How to build a Cloud Asset Inventory for Azure

Azure

Cloud Asset Inventory

Tutorials

How to build a Cloud Asset Inventory for Azure

•

Are you experiencing challenges in managing your Azure infrastructure? Do you need help keeping track of all your cloud assets, ensuring compliance, and maintaining security? If these issues sound familiar, then it's time to consider implementing a cloud asset inventory.

Managing assets in cloud environments such as Azure is growing increasingly complex. As organizations expand their cloud infrastructure, tracking resources, ensuring compliance, and maintaining strong security measures become more challenging. The dynamic nature of cloud environments, with frequent changes and additions, complicates asset management further. Therefore, a comprehensive cloud asset inventory is essential. It offers a clear and organized view of all cloud resources, streamlining operations and mitigating potential risks.

In this tutorial, you will build a cloud asset manager for Azure using CloudQuery. You’ll connect to your Azure account, collect data on all your cloud assets, and store it in a PostgreSQL database for analysis and reporting. However, with CloudQuery, you can extract data from ANY data source (AWS, GCP, etc.) and load it into ANY data destination (Snowflake, BigQuery, Databricks, DuckDB, Clickhouse, etc.).

Looking to build a Cloud Asset Inventory for your AWS data? Check our tutorial, Building an AWS Cloud Asset Inventory.

Building a Cloud Asset Inventory for your Azure Resources #

Let’s break down the tech stack and architecture of this project, and I’ll explain why we’re using each component.

If you want to follow along with a video version of this post, you can check that out here:

Live Coding: Building a Multi-Cloud Asset Inventory with AWS & GCP using CloudQuery and Postgres YouTube Video

Step 0: Prerequisites #

Before jumping into the demo, you’ll need a few prerequisites to ensure everything runs smoothly. These setup steps will prepare your environment to sync cloud data from AWS and GCP into PostgreSQL.

1. Azure Access #

You will need Azure credentials to pull cloud asset data from AWS. You can checkout all the ways to authenticate with Azure here.

3. Docker #

We’ll be using Docker to run a PostgreSQL container where cloud assets from Azure will be stored. Make sure Docker is installed and running on your local machine before proceeding with the demo.

Step 1: Installing CloudQuery #

The first step is to install CloudQuery, which will act as the engine for pulling in cloud asset data. CloudQuery is open-source, which means it’s free to use and easy to extend if needed. It supports a wide range of cloud providers, and in our case, we'll focus on AWS and GCP.

◆ Work to complete: In the Azure asset inventory tutorial, what is Docker used for?

◆ Material provided:
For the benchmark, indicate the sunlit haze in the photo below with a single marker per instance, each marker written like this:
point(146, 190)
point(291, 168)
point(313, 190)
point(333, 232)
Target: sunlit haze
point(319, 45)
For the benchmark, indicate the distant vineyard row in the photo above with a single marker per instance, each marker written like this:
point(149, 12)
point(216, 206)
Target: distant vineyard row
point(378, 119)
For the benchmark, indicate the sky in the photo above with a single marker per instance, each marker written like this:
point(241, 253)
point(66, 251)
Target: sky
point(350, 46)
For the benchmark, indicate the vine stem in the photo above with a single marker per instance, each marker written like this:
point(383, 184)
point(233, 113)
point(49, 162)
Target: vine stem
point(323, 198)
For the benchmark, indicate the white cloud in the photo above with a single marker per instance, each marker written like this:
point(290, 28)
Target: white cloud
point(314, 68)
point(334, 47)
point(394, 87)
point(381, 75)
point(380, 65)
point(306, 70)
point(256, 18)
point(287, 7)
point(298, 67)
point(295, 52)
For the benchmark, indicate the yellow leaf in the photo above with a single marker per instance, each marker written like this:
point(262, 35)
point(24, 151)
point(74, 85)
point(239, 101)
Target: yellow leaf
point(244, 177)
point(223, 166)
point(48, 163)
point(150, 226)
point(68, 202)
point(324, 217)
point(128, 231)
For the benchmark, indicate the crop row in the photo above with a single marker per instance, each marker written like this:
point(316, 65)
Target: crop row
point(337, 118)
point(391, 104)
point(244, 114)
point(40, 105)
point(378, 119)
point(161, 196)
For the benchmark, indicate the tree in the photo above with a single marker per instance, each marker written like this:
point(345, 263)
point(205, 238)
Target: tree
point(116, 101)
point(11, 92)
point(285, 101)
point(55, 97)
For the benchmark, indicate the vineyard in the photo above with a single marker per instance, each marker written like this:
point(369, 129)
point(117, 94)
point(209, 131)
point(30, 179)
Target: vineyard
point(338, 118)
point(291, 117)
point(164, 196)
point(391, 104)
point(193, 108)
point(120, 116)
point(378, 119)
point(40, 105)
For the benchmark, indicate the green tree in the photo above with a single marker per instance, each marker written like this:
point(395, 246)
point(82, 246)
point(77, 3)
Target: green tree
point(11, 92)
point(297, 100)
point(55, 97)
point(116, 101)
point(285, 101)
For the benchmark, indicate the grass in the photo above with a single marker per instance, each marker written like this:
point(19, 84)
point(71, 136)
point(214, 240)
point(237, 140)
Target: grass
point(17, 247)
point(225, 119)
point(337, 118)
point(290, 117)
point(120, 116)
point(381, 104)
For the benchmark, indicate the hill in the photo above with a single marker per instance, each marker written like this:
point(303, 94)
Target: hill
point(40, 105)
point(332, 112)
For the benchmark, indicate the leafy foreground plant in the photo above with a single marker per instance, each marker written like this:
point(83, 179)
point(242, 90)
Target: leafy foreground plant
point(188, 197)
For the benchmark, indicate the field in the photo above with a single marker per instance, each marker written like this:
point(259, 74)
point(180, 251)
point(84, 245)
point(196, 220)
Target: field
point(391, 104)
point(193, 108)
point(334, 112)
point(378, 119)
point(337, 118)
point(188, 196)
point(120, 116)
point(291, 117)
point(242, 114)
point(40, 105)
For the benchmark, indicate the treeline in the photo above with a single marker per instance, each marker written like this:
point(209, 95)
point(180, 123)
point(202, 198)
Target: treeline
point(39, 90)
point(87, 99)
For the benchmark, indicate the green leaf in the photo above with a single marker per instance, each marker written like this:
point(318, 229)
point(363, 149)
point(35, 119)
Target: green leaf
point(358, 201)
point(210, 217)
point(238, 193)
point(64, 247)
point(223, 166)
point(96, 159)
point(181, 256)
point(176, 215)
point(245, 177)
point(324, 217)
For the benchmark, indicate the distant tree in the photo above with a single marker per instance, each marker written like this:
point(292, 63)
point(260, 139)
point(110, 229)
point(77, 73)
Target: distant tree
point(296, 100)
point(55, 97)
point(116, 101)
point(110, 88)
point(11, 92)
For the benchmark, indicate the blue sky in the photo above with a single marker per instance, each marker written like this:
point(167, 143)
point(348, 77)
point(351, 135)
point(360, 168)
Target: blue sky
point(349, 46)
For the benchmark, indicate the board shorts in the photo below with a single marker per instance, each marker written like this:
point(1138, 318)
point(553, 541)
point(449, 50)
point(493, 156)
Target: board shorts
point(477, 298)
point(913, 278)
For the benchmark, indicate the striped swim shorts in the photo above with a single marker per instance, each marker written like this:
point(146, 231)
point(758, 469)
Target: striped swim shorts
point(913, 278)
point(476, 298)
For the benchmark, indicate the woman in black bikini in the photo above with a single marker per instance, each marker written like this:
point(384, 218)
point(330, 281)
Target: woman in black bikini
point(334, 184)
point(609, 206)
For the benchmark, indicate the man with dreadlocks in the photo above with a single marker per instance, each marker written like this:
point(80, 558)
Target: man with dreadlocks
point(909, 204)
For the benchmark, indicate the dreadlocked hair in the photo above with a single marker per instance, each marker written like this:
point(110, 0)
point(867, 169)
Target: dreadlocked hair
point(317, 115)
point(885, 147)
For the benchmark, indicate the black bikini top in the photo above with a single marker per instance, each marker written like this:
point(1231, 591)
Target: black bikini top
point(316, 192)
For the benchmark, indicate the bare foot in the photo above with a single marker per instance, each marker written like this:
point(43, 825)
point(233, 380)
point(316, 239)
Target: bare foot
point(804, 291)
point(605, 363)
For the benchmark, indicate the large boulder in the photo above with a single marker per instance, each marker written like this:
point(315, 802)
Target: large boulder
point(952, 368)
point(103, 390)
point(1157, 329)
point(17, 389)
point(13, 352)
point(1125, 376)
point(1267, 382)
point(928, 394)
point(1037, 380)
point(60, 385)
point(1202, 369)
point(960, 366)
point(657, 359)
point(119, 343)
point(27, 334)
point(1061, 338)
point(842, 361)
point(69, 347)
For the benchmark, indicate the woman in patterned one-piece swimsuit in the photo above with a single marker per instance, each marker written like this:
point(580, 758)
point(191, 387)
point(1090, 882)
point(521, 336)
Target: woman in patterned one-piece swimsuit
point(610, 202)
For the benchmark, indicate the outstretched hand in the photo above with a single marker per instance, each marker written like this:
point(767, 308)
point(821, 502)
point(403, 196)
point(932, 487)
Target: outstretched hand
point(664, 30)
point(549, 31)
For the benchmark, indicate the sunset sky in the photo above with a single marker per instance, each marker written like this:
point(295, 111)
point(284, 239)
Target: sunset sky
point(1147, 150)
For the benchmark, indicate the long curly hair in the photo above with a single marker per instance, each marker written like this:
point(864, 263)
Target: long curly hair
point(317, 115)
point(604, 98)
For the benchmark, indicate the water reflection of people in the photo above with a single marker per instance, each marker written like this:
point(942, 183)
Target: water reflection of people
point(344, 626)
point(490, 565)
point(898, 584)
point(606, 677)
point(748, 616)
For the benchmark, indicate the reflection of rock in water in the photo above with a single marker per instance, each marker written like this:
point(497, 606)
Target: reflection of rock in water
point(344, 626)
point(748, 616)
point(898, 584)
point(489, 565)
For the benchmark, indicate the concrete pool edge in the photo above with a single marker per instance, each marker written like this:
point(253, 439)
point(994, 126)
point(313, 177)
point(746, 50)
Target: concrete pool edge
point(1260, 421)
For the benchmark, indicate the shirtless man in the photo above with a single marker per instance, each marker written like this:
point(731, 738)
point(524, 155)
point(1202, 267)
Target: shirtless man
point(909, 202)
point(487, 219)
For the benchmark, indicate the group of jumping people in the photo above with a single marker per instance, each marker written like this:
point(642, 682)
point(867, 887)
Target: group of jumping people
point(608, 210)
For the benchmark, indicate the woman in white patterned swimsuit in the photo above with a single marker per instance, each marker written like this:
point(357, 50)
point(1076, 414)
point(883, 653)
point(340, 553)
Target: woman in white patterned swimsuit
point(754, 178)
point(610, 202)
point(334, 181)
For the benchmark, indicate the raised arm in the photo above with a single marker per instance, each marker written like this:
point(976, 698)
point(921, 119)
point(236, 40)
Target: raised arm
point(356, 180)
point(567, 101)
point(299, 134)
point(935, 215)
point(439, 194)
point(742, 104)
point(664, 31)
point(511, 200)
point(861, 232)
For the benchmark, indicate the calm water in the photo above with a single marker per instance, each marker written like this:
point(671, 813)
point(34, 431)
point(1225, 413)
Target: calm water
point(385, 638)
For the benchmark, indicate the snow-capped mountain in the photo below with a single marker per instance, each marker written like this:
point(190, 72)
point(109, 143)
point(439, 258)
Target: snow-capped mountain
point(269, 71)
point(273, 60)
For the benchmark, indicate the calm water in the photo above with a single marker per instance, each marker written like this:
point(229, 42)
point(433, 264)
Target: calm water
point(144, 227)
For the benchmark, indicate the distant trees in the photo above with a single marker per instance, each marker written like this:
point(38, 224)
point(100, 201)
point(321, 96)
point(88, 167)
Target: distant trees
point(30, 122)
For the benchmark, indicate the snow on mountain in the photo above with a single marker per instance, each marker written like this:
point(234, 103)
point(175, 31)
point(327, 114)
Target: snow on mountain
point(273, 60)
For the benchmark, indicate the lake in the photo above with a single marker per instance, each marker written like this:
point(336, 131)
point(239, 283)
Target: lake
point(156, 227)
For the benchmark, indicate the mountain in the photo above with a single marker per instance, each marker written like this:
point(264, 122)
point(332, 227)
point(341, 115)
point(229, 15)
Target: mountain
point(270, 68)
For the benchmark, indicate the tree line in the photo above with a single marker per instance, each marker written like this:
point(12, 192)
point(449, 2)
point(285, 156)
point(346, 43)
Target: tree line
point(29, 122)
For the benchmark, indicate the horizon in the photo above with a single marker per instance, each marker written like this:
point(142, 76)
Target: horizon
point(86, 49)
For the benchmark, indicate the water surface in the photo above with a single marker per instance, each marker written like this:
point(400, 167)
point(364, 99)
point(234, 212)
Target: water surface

◆ Task output: It runs a PostgreSQL container where the cloud assets from Azure are stored.